%%

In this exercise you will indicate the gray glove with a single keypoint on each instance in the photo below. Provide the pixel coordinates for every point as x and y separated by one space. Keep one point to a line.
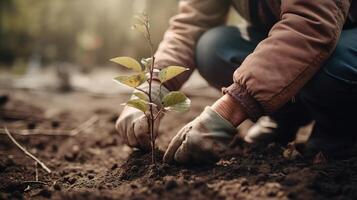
203 140
132 124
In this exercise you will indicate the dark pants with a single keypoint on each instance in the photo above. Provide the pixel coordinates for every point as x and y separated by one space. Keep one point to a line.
329 98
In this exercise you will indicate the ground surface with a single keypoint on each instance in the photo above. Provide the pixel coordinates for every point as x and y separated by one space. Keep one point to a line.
94 164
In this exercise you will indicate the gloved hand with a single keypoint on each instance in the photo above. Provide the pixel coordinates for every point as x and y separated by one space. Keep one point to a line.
132 124
203 140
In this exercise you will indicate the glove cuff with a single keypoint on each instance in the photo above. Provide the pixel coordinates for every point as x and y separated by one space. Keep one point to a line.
214 121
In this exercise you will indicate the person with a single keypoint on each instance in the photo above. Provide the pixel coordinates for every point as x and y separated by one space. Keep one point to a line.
299 64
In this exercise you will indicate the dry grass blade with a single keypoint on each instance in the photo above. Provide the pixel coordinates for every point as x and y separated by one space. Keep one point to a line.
48 132
26 152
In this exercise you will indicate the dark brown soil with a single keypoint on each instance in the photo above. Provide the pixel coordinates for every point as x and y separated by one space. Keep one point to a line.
95 164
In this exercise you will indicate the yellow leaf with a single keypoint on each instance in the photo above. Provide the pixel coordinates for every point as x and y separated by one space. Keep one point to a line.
128 62
176 101
131 80
138 104
141 95
139 27
170 72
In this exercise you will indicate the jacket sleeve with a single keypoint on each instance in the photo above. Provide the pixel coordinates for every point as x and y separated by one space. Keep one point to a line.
295 49
179 43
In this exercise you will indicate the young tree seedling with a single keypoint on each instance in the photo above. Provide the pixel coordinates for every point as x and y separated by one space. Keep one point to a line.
144 73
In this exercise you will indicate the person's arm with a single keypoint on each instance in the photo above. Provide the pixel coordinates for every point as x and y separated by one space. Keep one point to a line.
295 49
179 43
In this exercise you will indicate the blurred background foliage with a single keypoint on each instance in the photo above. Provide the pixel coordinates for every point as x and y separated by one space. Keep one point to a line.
85 32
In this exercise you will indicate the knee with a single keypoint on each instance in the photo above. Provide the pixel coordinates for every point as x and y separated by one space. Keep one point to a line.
208 47
342 65
210 52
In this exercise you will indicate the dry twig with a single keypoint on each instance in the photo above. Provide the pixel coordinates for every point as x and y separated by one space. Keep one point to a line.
48 132
26 152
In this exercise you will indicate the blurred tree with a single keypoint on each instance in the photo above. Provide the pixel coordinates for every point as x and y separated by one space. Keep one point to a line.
86 32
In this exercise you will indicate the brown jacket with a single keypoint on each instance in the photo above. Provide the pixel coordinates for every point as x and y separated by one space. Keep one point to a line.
303 34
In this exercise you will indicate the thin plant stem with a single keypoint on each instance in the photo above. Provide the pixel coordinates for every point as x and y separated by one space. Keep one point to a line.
151 119
141 90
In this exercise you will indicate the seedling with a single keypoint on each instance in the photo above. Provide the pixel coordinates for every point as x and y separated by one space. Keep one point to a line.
144 73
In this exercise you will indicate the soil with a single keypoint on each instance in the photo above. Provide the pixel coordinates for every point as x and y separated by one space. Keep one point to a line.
94 164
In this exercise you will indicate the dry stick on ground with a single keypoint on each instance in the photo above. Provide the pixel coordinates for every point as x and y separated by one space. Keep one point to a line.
72 132
26 152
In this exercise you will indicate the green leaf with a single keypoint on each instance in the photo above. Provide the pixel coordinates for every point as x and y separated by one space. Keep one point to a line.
176 101
138 104
170 72
131 80
128 62
146 62
141 95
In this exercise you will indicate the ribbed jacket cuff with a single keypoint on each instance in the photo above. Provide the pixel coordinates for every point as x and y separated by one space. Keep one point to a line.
251 106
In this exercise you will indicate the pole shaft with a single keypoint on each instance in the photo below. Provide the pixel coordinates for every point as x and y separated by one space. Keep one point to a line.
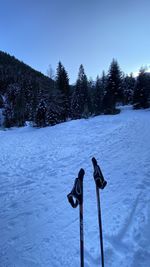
81 237
100 225
81 228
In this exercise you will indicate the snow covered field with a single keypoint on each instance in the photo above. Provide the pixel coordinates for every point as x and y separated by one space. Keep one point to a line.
38 227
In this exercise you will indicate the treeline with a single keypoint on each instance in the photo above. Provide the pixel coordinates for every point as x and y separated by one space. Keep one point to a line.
27 95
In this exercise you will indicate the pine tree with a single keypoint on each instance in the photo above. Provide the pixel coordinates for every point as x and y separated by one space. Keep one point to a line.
14 107
99 94
79 105
141 92
62 86
114 91
40 117
128 89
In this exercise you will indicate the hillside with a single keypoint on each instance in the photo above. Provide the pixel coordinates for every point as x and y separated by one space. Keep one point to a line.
12 70
38 167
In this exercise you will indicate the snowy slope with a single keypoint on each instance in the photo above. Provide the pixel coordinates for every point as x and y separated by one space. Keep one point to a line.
37 169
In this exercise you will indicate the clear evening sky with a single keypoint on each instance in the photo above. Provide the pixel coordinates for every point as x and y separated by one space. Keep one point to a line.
91 32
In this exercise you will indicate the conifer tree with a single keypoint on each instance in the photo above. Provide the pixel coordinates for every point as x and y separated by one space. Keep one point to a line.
141 91
62 86
79 106
40 117
128 89
114 91
99 94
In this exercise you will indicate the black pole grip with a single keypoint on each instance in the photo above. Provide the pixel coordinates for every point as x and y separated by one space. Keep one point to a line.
98 176
75 197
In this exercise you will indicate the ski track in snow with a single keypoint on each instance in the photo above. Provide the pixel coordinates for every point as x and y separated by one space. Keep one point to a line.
37 169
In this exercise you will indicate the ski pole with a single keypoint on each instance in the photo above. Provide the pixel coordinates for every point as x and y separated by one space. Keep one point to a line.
100 184
75 198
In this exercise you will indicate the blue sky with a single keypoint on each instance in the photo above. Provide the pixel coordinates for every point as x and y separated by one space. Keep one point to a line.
91 32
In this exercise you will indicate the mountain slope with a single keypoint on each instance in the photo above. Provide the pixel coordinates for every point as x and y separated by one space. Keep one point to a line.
38 226
12 70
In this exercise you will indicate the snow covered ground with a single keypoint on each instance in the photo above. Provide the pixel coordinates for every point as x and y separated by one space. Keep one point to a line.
38 227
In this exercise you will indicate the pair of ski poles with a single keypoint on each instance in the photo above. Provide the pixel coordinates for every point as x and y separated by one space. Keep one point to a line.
75 198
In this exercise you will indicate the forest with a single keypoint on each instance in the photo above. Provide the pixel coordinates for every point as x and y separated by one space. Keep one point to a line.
27 95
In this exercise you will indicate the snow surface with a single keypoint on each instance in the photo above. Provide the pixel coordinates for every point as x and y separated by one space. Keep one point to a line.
39 228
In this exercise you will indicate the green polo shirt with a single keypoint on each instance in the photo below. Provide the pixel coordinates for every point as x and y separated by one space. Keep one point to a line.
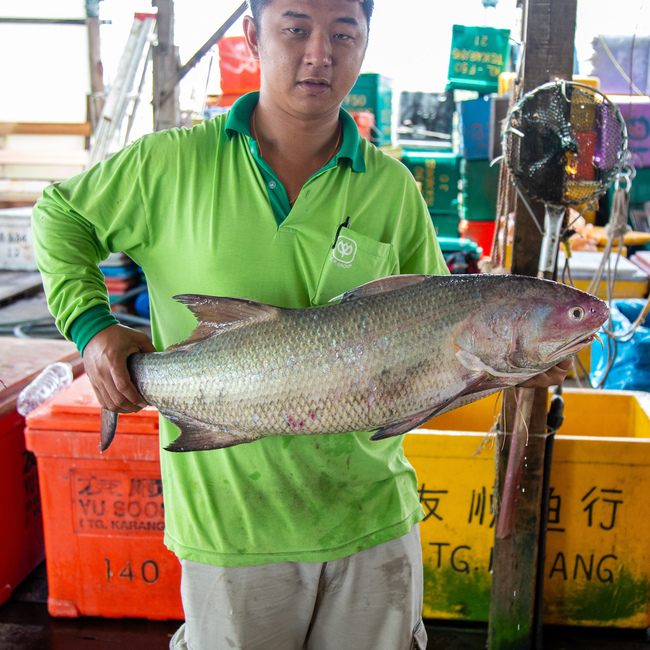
196 210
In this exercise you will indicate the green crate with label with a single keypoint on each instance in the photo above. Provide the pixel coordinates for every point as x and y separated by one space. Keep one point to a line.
373 93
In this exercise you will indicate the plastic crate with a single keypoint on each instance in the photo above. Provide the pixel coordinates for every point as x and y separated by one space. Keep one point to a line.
21 542
103 514
373 93
438 176
597 567
240 72
474 116
480 232
480 189
445 224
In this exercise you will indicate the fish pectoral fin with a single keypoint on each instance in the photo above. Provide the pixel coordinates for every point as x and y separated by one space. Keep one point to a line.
198 436
382 285
419 419
216 315
398 428
108 421
473 363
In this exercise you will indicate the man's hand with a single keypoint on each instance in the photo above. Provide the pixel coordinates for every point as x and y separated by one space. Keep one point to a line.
552 377
105 358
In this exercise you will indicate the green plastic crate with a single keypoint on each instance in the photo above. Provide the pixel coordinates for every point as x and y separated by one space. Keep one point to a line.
478 56
480 190
373 93
438 175
445 223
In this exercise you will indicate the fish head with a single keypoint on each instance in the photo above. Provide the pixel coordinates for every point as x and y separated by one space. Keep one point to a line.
532 326
553 323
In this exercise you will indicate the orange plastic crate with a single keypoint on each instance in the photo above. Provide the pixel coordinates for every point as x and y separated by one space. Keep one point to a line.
21 542
103 514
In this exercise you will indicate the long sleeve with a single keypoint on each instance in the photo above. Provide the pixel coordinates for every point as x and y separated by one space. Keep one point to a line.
75 225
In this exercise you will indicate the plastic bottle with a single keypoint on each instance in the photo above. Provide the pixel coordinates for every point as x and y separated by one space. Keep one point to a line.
49 382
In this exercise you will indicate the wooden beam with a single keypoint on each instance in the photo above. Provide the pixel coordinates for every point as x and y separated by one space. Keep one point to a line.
43 158
549 34
201 52
45 128
166 114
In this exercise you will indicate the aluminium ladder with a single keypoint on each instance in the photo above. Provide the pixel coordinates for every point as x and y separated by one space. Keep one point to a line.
137 51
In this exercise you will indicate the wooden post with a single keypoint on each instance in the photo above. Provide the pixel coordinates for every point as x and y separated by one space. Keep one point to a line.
549 35
166 113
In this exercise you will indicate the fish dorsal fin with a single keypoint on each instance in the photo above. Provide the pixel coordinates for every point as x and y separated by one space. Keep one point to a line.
383 285
216 315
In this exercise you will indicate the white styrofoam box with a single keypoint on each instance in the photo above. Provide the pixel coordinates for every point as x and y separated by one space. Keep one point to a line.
584 265
45 75
16 246
53 148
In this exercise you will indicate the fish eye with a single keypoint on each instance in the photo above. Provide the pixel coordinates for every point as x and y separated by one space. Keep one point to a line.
576 314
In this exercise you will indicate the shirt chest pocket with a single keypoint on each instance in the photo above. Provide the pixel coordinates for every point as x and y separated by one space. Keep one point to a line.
353 260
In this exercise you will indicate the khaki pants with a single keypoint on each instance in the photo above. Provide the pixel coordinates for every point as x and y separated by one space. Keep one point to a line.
369 601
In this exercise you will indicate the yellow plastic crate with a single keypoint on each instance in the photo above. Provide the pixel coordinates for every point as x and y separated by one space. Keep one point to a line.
597 569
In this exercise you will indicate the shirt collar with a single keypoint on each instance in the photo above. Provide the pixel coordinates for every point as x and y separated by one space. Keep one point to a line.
238 121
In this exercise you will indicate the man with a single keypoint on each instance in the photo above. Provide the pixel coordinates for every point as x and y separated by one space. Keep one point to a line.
289 542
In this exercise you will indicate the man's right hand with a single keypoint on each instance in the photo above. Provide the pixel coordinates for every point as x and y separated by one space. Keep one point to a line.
105 358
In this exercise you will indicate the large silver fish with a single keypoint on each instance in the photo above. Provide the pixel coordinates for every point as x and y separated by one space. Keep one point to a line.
389 356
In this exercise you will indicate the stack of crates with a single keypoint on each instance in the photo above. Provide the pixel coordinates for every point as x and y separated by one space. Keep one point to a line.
373 94
479 179
438 176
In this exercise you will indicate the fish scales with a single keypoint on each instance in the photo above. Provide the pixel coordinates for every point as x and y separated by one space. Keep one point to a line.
273 376
390 354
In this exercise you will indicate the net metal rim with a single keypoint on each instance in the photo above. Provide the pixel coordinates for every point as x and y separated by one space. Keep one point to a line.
590 190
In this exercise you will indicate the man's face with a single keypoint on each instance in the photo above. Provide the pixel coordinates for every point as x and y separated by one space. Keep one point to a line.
310 52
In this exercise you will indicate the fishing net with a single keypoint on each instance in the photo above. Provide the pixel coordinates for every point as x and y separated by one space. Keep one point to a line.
564 143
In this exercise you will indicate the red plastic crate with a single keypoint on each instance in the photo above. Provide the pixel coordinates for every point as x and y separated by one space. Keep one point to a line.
480 232
240 72
103 514
21 542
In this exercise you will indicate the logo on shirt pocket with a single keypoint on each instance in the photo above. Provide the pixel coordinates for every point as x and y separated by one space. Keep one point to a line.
345 250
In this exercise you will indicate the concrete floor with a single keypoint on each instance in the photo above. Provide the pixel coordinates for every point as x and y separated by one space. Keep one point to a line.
26 625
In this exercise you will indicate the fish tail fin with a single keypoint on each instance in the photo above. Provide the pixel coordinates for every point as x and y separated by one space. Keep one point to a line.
198 436
107 430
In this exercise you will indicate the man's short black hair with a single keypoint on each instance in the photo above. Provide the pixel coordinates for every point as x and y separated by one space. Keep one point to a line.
257 6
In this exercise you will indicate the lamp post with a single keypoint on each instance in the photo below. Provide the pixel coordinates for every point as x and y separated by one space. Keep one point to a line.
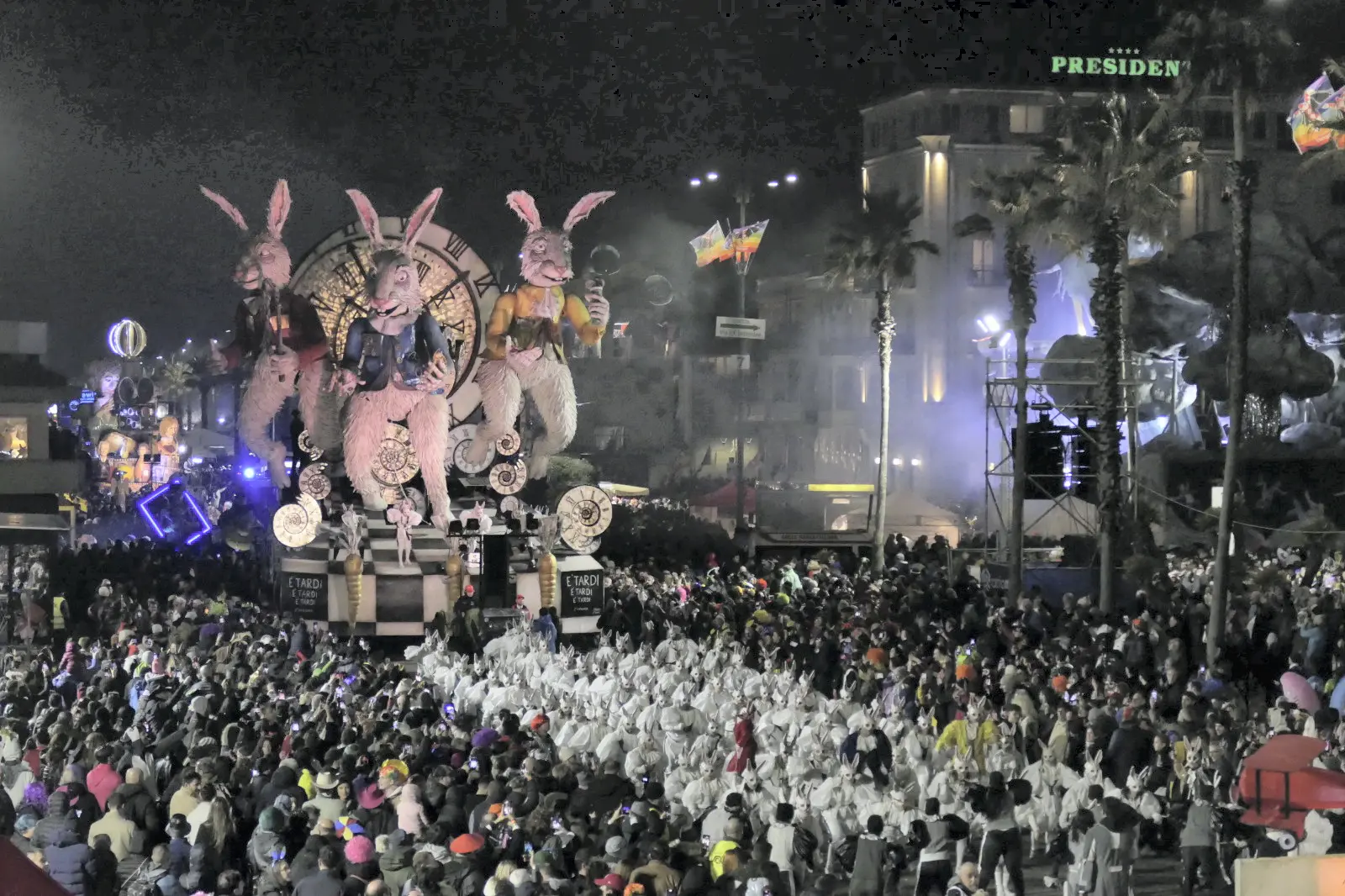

%%

* _INSTRUCTIONS TO FOLLOW_
Write out an exact reproduction of the lines from the line that holds "In this exercise you will indicate the logo" to the bottom of the listing above, both ends included. Exclude pictures.

* _SOLUTION FOR THIS EXERCISE_
In this exercise you will indicate the logo on shirt pocket with a single keypoint on each instance in the photo above. Provide the pixel coordinates for every point as x and y separated by one space. Keep one point to a line.
345 250
In this exercise you will indicate the concrete floor with a single keypoint on each instance in the photo above. Provide the pixel coordinates for every point as x and y separated by one space. Keep one point to a line.
26 625
In this exercise you will indicate the fish tail fin with a single keypoint on each instance in the photo above. Provide the pixel coordinates for every point as x and y separated by one space. Keep one point to a line.
198 436
107 430
In this exercise you will indicate the man's short black hair with a single keypoint on each instance in the photo above. Provide the pixel coordinates for every point as x and y separated by one space. Keep one point to a line.
257 6
In this exercise you will indicate the lamp post with a single keypoint on each instance in the photo below. Provide the pixel coordinates for every point as x and y separated by one space. Keep one point to a line.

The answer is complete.